Task material:
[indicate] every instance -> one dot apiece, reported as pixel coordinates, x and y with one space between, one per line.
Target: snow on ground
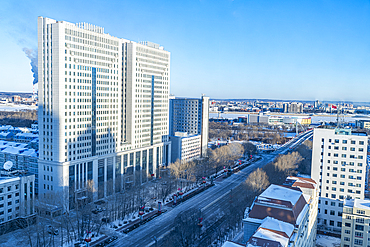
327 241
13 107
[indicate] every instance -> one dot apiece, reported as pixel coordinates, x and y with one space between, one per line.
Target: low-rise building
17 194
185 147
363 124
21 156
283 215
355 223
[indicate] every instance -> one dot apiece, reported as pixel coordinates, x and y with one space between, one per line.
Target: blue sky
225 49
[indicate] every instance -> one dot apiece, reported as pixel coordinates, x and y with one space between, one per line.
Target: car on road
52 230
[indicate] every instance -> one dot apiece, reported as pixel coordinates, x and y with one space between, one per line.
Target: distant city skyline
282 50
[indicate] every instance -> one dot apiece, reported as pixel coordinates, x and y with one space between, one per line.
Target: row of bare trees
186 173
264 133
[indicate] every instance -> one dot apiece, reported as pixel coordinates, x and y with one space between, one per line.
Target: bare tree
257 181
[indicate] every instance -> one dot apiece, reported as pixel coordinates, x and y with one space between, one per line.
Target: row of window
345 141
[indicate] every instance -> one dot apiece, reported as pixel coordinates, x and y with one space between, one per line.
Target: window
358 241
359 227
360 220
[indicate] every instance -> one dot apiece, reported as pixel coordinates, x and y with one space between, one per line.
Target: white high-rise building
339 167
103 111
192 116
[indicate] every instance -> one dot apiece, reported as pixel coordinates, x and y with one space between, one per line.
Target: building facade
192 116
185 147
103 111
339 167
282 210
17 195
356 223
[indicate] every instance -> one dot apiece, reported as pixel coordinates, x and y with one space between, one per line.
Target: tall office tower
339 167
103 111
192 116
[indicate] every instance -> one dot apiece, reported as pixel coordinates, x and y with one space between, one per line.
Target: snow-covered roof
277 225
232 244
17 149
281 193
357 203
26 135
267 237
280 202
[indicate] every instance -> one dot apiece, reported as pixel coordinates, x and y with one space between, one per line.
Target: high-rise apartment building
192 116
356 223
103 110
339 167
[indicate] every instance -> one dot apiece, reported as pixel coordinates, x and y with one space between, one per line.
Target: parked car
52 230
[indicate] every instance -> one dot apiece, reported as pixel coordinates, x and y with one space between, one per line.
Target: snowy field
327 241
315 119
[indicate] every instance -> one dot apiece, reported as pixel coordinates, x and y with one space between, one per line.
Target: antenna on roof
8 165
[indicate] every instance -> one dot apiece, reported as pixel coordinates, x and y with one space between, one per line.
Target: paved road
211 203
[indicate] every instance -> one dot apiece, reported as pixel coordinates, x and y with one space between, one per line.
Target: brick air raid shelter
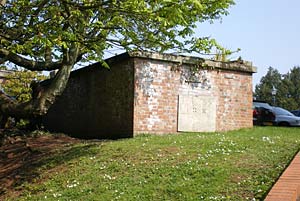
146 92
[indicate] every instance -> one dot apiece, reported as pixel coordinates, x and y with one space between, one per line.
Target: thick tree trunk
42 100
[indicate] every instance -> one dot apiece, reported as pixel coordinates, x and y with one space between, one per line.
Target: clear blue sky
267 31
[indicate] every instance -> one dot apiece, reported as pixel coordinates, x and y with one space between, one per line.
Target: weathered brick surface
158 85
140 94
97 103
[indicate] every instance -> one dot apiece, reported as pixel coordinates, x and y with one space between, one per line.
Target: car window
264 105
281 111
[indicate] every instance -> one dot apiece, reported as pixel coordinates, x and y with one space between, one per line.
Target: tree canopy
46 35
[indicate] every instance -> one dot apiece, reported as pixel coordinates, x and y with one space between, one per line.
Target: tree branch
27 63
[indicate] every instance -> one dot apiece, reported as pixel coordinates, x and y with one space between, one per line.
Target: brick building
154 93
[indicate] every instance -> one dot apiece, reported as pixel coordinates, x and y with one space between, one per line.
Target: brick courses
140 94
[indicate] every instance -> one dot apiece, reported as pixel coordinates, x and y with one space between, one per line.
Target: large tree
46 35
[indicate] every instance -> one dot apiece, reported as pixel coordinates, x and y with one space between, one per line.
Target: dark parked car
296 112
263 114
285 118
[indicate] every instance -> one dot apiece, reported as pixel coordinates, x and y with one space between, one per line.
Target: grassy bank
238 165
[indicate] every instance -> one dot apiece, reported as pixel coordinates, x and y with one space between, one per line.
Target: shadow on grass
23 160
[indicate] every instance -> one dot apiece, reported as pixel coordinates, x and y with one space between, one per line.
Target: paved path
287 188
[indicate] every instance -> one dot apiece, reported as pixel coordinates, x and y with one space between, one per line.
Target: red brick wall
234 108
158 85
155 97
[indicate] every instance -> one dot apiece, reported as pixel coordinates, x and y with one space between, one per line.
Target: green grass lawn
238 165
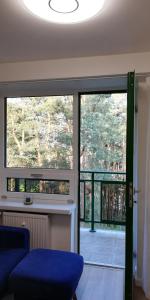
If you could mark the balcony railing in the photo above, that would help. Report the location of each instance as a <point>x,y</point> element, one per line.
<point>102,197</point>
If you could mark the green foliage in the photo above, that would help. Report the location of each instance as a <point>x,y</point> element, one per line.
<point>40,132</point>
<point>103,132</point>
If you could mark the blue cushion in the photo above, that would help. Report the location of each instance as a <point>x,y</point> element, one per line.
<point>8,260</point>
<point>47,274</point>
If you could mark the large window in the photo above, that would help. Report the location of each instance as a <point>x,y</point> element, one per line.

Task instructions:
Exactly reproduce the lines that run from the line with "If you could mark the balcony" through the last line of the records, inclusive.

Result:
If you could mark the balcony railing in the photo above, that would help. Report the location of each instance as a <point>x,y</point> element, one per line.
<point>102,197</point>
If you could mark the green foliage in the photo above, that would help. Report the location of each instance as a <point>x,y</point> element, one per line.
<point>40,132</point>
<point>103,132</point>
If you could mark the blue cushion in the photo above, that would help. Report the location of each instance as a <point>x,y</point> element, one per line.
<point>8,260</point>
<point>47,274</point>
If you could mark the large window in the photo above, that would help. Report the location of each instance as a <point>x,y</point> element, one per line.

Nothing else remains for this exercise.